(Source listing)
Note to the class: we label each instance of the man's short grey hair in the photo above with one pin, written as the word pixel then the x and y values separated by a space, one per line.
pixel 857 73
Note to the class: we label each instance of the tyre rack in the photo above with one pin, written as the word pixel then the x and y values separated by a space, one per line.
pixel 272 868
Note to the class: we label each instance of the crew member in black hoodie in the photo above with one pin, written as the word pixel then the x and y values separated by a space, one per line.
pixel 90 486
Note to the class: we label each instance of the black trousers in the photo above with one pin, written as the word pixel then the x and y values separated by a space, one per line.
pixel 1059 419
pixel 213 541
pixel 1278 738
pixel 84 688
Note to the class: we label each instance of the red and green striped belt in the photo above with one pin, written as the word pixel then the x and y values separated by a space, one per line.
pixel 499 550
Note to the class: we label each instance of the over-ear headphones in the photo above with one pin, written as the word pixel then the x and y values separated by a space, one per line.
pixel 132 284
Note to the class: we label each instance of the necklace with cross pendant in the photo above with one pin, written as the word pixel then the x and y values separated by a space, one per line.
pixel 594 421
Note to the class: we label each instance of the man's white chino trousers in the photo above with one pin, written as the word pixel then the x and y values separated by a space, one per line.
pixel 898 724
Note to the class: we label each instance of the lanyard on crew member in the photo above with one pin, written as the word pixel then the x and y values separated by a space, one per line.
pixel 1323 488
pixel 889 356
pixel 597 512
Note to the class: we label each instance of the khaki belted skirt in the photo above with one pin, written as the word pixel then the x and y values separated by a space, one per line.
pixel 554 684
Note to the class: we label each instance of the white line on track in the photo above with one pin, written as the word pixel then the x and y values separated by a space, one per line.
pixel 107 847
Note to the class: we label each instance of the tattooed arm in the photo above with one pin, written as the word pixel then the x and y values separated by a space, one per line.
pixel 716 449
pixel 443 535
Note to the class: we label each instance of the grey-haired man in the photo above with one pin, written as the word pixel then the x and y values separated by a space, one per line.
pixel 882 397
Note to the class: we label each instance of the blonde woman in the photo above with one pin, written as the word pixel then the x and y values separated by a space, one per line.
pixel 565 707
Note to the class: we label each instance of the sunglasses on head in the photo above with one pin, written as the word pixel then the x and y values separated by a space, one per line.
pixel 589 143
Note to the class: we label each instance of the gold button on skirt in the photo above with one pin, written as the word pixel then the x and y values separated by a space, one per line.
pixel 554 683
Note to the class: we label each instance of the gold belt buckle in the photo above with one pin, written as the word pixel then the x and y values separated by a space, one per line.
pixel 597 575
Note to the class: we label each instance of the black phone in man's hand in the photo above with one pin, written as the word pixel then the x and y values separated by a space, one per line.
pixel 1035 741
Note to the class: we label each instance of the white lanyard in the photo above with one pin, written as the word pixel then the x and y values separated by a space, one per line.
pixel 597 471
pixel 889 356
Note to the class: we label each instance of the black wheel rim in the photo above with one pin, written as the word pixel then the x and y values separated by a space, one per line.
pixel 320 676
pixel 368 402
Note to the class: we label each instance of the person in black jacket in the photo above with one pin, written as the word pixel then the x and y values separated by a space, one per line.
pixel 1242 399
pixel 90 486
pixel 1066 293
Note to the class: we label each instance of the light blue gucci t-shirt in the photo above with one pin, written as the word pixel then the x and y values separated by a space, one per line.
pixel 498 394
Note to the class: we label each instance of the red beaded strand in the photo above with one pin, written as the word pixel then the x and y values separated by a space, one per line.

- _INSTRUCTION_: Could you give every line of the listing above as a numbered list, leaving out any blank lines?

- _SOLVED PROBLEM_:
1. Note to the class: we label each instance of the man's short grey hair in the photo above with one pin, written as the word pixel then the x and y values separated by a space, one per line.
2. pixel 857 73
3. Note to the class: we label each instance of the tyre rack in the photo above with one pin, written as the word pixel then the x and y values separated by a space, one per line.
4. pixel 272 868
5. Note to the class: we label each instance of the crew member in black hoodie in the photo above with one pin, written as the word pixel then the x and y values separated by a space, one per line.
6. pixel 90 486
7. Note to the class: we label each instance of the black trousers in the photo above with one pin, written as the word pixel then the x and y values separated by a space, one per line.
8. pixel 1059 419
9. pixel 213 541
10. pixel 1278 738
11. pixel 84 688
12. Note to the class: we label each instance of the red and green striped belt in the photo above with one pin, written as the word pixel then the x and y values separated by a space, one per line.
13. pixel 499 550
14. Note to the class: we label each instance of the over-ear headphones in the photo above with one pin, written as the word pixel then the x and y values separated by a space, one per line.
15. pixel 132 284
16. Note to the class: we label each instance of the necklace with cross pendant in the photo above with one pin, written as the word pixel then the x and y values separated by a space, one per line.
17. pixel 594 421
18. Note to the class: we label each instance of the man's white chino trousers in the photo above with one pin, written as the word pixel then the x and y values separated by a space, one per line.
19. pixel 898 724
20. Note to the class: we label each instance of the lanyard on crew member in the photo above with one pin, written as the word pixel then the x and y values separated by a space, one per line.
21. pixel 1323 488
22. pixel 889 356
23. pixel 597 512
24. Note to the class: we label each instance of the khaki belted skirt in the photo above with one pin, written as the word pixel then the x and y values separated by a space, one per line.
25. pixel 554 684
26. Note to the class: we label each instance of the white line on track in the photo above with one pin, written as the word pixel then the x and y values separated by a space, one per line.
27. pixel 107 847
28. Note to the class: we label each instance of the tattooed arm in the photo above with one pin, written as the word pixel then the x and y values separated by a space, one per line.
29. pixel 716 449
30. pixel 443 535
31. Note to the class: we label each instance of the grey-haired man in the photo above with one pin, written as the word pixel then the x and y values separated by a space, one per line.
32. pixel 882 397
33. Note to the class: we label each instance of the blonde woman in the photo above with one pin, written as the word pixel then the x and y values separated by a space, one per line.
34. pixel 565 707
35. Note to the class: we label each instance of the sunglasses on head in the photo above with one pin, written as the word pixel then the x and y values separated by a space, one per line.
36. pixel 589 143
37. Note to the class: we label each instance of the gold button on skirt in the photo above with one pin, written as the word pixel then the x and y values separated by a space, one per line.
38. pixel 554 683
39. Note to the class: we label each instance of the gold belt buckle in the photo above with one pin, written as the word pixel then the x and y values separated by a space, one per line.
40. pixel 597 575
41. Note to the class: we label each instance of the black phone in man's hand in the photo above with one pin, written as the word pixel then the x and y values separated by a space, one per line.
42. pixel 1035 741
43. Note to the class: we label each instance of the white lanyard in the photo above with one pin, written as the word pixel then the x and y values separated by a space, one per line.
44. pixel 597 471
45. pixel 889 356
46. Note to the class: we label each instance of the black wheel rim in the photo above with one pin, written as the word pixel then the x and y values separated by a space, one per line.
47. pixel 320 676
48. pixel 368 402
49. Note to the class: we label each instance of the person in black jacket in the photo above with one pin, written as the word pixel then the x and y values separated by a space, one per line.
50. pixel 1242 399
51. pixel 90 486
52. pixel 1066 293
53. Note to the class: we label each instance of the light blue gucci t-shirt in the photo above with one pin, written as the word pixel then the x and y values separated by a space, one per line.
54. pixel 498 394
55. Note to the class: we label each instance of the red beaded strand in the photo above with one pin, written as the word pixel then the x and y values separated by a space, one per line.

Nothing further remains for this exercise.